## Position annotation data

— START —

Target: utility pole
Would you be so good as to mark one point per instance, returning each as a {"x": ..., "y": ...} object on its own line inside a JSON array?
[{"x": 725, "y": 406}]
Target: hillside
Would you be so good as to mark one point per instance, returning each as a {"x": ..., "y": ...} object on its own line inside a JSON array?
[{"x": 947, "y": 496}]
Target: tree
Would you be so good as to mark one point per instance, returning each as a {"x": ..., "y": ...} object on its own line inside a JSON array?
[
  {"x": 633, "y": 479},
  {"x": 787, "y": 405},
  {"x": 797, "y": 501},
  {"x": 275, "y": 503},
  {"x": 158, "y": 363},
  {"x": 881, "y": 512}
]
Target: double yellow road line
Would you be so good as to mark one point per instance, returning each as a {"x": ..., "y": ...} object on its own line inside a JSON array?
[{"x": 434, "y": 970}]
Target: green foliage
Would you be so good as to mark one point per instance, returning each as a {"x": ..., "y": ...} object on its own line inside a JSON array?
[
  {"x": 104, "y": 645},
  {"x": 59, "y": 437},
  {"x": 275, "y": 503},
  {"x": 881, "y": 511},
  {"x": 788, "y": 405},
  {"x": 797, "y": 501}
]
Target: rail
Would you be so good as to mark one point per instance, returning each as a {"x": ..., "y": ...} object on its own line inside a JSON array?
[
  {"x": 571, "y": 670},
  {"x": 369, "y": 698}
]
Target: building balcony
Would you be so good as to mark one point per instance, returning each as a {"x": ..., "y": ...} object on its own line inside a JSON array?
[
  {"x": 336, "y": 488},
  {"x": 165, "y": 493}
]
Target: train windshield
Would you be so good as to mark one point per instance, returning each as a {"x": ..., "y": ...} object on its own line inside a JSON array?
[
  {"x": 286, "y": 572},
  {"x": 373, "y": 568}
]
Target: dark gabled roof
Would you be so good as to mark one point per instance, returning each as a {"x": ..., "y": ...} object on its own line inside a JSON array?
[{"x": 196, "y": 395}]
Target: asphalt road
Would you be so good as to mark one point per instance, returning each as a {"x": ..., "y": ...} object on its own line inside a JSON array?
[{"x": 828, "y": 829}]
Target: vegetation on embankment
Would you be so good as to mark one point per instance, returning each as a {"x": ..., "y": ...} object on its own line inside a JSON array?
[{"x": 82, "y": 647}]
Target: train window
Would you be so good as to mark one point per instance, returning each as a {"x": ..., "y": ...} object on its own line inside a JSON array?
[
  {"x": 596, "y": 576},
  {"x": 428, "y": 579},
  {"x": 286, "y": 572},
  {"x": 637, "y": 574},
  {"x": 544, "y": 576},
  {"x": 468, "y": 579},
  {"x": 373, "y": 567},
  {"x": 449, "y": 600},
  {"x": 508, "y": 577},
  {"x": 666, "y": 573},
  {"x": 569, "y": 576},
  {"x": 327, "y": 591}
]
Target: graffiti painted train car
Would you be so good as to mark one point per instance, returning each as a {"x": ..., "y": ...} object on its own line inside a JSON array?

— END —

Can you give again, unchanged, the data from the line containing "Target: building balcony" through the end of the data, including both of those lines?

## Solution to the problem
Target: building balcony
Would you be so good as to mark one point per instance, returning each as a {"x": ..., "y": ...} object on its own line inside a JSON array?
[
  {"x": 336, "y": 488},
  {"x": 165, "y": 493}
]
Target: train windshield
Would you be so good as to mark one point per instance, returning each as a {"x": ..., "y": ...} object on its own line inside a JSON array?
[
  {"x": 286, "y": 572},
  {"x": 373, "y": 568}
]
Target: dark gabled roof
Would you be so good as to mark one point per instance, returning each as a {"x": ..., "y": ...} object on its own line inside a JSON array?
[{"x": 196, "y": 395}]
Target: asphalt road
Would you be so good as to mark one point per instance, returning each as a {"x": ..., "y": ...} object on its own line inside a JSON array?
[{"x": 828, "y": 829}]
Target: vegetation on embankment
Would you be so good as to mark one point per instance, returning each as a {"x": ..., "y": ...} object on its own line inside a JSON array?
[{"x": 82, "y": 647}]
Target: train window
Would you be so good as to mark one point per instance, returning each as a {"x": ..., "y": ...} object on its own line inside a JSON array?
[
  {"x": 596, "y": 576},
  {"x": 428, "y": 579},
  {"x": 286, "y": 572},
  {"x": 637, "y": 574},
  {"x": 544, "y": 576},
  {"x": 468, "y": 579},
  {"x": 373, "y": 567},
  {"x": 449, "y": 600},
  {"x": 508, "y": 577},
  {"x": 666, "y": 573},
  {"x": 569, "y": 576},
  {"x": 327, "y": 591}
]
Target: graffiti painted train car
Would you be so good as to mark one point per instance, returning each as a {"x": ..., "y": ...} object on its own line inside a JSON array?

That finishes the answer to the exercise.